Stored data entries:
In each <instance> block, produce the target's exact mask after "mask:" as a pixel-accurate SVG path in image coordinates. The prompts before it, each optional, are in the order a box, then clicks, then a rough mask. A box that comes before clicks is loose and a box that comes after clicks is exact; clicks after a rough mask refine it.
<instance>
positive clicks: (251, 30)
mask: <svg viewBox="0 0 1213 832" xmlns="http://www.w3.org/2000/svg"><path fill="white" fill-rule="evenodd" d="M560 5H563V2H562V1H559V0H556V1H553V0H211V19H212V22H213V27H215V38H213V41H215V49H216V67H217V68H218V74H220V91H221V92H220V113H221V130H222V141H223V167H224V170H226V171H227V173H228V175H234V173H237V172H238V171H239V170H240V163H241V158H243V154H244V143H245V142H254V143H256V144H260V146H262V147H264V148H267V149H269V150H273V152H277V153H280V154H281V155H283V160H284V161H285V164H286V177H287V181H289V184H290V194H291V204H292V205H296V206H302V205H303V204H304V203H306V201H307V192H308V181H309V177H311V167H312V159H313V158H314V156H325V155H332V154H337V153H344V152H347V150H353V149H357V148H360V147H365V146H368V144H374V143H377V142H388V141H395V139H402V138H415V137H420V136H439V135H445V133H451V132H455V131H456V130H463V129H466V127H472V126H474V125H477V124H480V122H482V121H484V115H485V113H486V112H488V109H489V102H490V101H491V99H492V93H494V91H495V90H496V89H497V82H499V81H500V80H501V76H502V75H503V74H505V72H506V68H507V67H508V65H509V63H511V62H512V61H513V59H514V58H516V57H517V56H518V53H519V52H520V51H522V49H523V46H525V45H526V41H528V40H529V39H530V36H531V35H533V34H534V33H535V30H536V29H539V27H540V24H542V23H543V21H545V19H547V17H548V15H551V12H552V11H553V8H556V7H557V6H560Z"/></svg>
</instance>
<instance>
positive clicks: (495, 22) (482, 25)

WHAT THIS TASK INVOLVES: Copy every row above word for word, with nothing changed.

TASK ANSWER:
In each <instance> block, produce the target's exact mask after "mask:" as a pixel-accurate SVG path in image coordinates. The prompts before it, each optional, are in the order a box, then clicks, then a rough mask. A box that comes before clicks is loose and a box that comes after clicks is exact; clicks after a rough mask refine it.
<instance>
positive clicks: (251, 30)
mask: <svg viewBox="0 0 1213 832" xmlns="http://www.w3.org/2000/svg"><path fill="white" fill-rule="evenodd" d="M560 5H563V2H562V1H559V0H556V1H553V0H211V19H212V22H213V27H215V38H213V41H215V49H216V67H217V68H218V74H220V91H221V92H220V113H221V130H222V141H223V167H224V170H226V171H227V173H228V175H234V173H237V172H238V171H239V170H240V163H241V158H243V154H244V143H245V142H254V143H256V144H260V146H262V147H264V148H267V149H269V150H273V152H277V153H280V154H281V155H283V160H284V161H285V164H286V177H287V181H289V184H290V194H291V204H292V205H296V206H302V205H303V204H304V203H306V201H307V192H308V181H309V177H311V167H312V159H313V158H314V156H325V155H332V154H337V153H344V152H347V150H353V149H357V148H360V147H365V146H368V144H374V143H377V142H388V141H395V139H402V138H415V137H420V136H439V135H445V133H451V132H455V131H456V130H463V129H466V127H472V126H474V125H477V124H480V122H482V121H484V115H485V113H486V112H488V109H489V102H490V101H491V99H492V93H494V91H495V90H496V89H497V82H499V81H500V80H501V76H502V75H503V74H505V72H506V68H507V67H508V65H509V63H511V62H512V61H513V59H514V58H516V57H517V56H518V53H519V52H520V51H522V49H523V46H525V45H526V41H528V40H529V39H530V36H531V35H533V34H534V33H535V30H536V29H539V27H540V24H542V23H543V21H545V19H547V17H548V15H551V12H552V11H553V8H556V7H557V6H560Z"/></svg>
</instance>
<instance>
positive clicks: (495, 22) (482, 25)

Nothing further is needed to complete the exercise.